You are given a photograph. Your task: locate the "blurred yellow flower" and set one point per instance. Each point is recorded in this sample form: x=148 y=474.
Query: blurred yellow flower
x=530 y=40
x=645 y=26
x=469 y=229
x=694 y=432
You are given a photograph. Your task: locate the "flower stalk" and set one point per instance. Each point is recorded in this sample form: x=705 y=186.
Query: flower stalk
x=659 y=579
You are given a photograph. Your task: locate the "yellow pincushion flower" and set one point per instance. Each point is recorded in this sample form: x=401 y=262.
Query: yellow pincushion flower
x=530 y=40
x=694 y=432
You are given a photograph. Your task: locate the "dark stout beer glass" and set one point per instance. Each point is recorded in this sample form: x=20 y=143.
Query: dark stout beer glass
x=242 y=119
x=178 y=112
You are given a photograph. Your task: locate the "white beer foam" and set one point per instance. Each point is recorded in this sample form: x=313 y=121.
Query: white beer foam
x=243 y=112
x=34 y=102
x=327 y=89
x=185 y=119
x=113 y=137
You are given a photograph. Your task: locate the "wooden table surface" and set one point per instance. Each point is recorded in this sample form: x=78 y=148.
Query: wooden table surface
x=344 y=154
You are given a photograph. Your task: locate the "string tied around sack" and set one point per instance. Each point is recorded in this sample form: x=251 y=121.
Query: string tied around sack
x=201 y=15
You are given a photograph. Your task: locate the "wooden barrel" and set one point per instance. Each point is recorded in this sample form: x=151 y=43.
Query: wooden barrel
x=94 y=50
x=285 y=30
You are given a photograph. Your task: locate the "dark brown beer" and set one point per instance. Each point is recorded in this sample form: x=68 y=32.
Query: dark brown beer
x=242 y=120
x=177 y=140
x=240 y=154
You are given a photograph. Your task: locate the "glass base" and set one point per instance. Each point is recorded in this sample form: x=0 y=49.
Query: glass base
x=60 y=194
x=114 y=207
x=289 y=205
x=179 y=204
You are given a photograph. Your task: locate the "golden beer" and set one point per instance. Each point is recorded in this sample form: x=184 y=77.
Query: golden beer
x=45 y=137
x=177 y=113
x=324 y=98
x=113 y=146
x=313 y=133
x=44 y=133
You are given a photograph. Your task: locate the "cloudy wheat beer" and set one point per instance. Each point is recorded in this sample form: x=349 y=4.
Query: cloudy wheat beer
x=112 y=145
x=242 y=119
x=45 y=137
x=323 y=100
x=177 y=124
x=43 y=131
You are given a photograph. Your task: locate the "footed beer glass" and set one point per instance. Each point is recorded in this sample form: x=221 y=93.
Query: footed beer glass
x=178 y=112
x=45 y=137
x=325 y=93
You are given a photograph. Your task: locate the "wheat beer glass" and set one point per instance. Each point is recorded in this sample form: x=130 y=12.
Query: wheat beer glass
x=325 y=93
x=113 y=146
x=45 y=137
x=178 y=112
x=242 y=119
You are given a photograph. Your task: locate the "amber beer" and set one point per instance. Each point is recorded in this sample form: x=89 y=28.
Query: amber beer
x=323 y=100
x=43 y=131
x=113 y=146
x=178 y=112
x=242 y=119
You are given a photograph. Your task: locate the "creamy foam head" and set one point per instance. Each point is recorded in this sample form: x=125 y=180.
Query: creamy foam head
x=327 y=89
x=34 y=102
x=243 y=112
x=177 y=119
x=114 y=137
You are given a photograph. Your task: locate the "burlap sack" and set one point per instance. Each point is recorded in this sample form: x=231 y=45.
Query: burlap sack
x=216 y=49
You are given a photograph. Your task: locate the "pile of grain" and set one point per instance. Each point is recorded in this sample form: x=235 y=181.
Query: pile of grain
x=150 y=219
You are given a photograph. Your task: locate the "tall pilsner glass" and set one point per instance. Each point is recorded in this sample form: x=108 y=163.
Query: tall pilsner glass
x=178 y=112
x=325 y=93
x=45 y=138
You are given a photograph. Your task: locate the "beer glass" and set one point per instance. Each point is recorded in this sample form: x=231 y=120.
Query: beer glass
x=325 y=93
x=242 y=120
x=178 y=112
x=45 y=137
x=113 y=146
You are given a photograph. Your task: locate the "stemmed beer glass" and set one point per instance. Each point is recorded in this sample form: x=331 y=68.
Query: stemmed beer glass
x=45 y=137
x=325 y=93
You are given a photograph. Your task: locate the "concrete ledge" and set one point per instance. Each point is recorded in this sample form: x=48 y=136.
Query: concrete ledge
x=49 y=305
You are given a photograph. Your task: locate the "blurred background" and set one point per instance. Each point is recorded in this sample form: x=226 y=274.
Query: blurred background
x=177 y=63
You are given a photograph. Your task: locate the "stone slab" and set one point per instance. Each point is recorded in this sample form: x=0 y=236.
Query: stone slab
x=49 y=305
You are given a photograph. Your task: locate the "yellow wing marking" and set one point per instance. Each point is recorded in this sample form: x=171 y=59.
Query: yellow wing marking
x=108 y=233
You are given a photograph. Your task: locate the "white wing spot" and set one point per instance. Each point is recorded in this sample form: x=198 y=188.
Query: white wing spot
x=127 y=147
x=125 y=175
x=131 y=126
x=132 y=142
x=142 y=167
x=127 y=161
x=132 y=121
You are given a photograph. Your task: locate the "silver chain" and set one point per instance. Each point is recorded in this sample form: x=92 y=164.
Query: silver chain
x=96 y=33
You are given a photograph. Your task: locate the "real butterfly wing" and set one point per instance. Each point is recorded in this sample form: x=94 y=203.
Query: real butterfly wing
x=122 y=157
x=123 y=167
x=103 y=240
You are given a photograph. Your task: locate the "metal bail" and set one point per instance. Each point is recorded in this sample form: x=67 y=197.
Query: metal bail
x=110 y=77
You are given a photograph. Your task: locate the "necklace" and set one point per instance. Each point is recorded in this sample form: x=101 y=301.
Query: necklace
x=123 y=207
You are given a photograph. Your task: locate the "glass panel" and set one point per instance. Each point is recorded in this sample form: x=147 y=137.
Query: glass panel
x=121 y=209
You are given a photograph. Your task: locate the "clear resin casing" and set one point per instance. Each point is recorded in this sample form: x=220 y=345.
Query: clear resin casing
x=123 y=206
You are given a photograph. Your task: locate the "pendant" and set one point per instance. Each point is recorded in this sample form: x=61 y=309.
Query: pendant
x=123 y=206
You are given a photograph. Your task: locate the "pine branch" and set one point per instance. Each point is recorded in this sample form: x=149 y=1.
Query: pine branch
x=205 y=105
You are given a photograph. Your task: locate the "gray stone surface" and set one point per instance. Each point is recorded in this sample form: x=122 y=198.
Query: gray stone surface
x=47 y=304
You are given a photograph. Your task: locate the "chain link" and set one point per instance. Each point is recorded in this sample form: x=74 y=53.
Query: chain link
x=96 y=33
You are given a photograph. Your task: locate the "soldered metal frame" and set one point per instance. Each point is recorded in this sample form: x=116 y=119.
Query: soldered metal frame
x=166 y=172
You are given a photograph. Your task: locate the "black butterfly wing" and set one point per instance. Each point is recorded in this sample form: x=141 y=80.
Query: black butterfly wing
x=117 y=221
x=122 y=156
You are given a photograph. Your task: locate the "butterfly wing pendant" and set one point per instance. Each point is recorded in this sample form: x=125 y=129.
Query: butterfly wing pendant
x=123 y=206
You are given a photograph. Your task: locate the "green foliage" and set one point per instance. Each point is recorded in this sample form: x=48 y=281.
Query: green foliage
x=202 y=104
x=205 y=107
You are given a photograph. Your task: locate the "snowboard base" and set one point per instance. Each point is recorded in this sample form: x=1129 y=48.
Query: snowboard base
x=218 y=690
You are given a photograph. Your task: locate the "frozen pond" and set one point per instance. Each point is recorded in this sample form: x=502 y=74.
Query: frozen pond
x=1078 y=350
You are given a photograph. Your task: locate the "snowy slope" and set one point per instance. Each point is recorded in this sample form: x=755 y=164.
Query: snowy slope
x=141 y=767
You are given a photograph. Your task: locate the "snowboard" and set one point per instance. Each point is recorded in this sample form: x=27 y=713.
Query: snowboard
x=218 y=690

+ + + + + + +

Copy the stretch of entries above from the line containing "form: x=94 y=203." through the line containing "x=122 y=156", keeping every line exactly the same.

Task solution –
You are given a photograph. Your task: locate the "real butterfly wing" and set one point per instance. Each point is recorded in this sample form: x=94 y=203.
Query: real butterfly wing
x=122 y=157
x=123 y=167
x=103 y=240
You are given a photograph. Your task: locate the "metal bail" and set one point per instance. Each point is recorded in this sample form: x=67 y=197.
Query: metal bail
x=110 y=77
You are given a photograph. Your task: locate the "necklace" and set one point per instance. Each point is recorded in this sample form: x=101 y=301.
Query: necklace
x=123 y=207
You are given a photograph. Your task: locate the "glass panel" and set one point per instance. Each point is recorded in this sample form: x=147 y=137.
Query: glass panel
x=121 y=209
You are given a photograph. Your task: locate the "clear resin casing" and set one point per instance. Each point is recorded in this sample form: x=220 y=345.
Query: clear resin casing
x=123 y=206
You are given a photograph. Your task: locate the "pendant" and set one point per instance. Each point is recorded in this sample form: x=61 y=309.
Query: pendant
x=123 y=206
You are given a photograph. Your task: locate the "pine branch" and set one point per instance. Each point is recorded in this sample form: x=149 y=1.
Query: pine branch
x=205 y=105
You are given a photograph. Your task: locate the "gray stone surface" and set one point per instance. Each point is recorded in this sample form: x=122 y=198.
Query: gray stone surface
x=47 y=304
You are given a photograph. Your task: locate the "chain link" and set one point per instance. Each point is recorded in this sample form: x=74 y=53.
Query: chain link
x=96 y=33
You are given a photograph. Your task: locate the "soldered metal frame" and set one point per instance. Each point is recorded in this sample form: x=116 y=119.
Query: soldered metal frame
x=166 y=172
You are given a photograph. Your task: locate the "black butterfly wing" and set one point per instance. Each point is recorded in this sample form: x=141 y=80.
Query: black butterfly wing
x=117 y=221
x=122 y=156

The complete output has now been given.